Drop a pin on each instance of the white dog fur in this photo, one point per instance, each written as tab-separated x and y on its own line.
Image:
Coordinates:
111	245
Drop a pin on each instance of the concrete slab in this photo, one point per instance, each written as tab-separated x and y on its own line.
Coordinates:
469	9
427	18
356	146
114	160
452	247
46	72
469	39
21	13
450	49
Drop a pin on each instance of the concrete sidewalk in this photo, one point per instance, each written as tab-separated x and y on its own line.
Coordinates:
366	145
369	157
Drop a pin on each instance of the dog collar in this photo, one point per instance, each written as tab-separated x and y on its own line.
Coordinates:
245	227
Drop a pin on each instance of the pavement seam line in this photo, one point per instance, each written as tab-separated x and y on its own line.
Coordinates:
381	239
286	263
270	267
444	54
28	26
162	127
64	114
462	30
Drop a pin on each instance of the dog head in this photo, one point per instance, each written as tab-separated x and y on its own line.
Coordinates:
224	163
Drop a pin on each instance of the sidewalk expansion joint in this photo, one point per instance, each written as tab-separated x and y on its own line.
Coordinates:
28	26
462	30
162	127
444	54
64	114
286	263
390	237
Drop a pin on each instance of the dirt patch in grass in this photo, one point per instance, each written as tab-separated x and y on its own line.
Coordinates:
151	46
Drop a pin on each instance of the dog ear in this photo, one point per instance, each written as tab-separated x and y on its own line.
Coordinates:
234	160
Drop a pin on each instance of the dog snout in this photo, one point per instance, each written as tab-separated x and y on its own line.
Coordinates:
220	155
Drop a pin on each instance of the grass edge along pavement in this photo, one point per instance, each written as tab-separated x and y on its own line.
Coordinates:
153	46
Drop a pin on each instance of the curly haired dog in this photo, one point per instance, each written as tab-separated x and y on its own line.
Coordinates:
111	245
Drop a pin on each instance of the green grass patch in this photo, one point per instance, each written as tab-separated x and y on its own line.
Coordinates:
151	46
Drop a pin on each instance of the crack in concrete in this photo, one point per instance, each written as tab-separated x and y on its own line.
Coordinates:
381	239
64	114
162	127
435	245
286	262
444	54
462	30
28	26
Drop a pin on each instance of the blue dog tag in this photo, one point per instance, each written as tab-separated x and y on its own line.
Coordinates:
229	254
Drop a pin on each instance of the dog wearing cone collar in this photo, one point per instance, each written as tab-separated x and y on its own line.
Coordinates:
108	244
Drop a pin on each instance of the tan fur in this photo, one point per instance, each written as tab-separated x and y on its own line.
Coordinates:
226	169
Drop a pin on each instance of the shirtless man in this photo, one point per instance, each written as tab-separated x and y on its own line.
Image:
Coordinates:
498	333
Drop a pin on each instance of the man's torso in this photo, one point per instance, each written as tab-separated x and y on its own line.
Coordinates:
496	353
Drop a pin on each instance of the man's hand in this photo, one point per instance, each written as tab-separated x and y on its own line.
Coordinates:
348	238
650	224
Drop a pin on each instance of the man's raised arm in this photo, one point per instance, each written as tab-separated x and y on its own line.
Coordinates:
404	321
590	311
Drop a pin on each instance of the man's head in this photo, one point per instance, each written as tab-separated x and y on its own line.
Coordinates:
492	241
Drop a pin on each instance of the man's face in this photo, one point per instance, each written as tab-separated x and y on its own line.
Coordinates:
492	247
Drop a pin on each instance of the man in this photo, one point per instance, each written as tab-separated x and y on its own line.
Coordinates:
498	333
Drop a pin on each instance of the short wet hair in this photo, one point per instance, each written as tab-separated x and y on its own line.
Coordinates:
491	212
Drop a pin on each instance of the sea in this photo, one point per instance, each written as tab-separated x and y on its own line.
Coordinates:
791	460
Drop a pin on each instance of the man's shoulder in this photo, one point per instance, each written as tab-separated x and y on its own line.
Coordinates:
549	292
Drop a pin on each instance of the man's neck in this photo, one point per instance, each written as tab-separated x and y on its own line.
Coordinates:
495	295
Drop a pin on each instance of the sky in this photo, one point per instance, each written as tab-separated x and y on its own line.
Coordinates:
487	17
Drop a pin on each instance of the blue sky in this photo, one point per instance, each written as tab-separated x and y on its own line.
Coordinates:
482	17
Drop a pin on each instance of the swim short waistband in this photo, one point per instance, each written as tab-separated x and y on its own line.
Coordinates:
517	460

Required work:
Output the line holding "Drop a pin on each instance of the man's neck", then every later line through the end of the records above, exactly as given and nothing else.

Result of this task:
Drop a pin on each instance of the man's neck in this photo, one point per instance, each written as tab-separated x and y on its own line.
Coordinates:
495	295
Drop a pin on each instance of the sky in this photo, one point per instance, each written as tab-separated x and y on its own line.
Coordinates:
487	17
Drop a pin on each instance of the blue sky in this photo, one point per instance, each written as tab-separated x and y on its own line.
Coordinates:
482	17
Drop a pin on each instance of the swim short waistband in this photo, one point per instance, each written as tab-separated x and y on its own line.
Coordinates:
517	460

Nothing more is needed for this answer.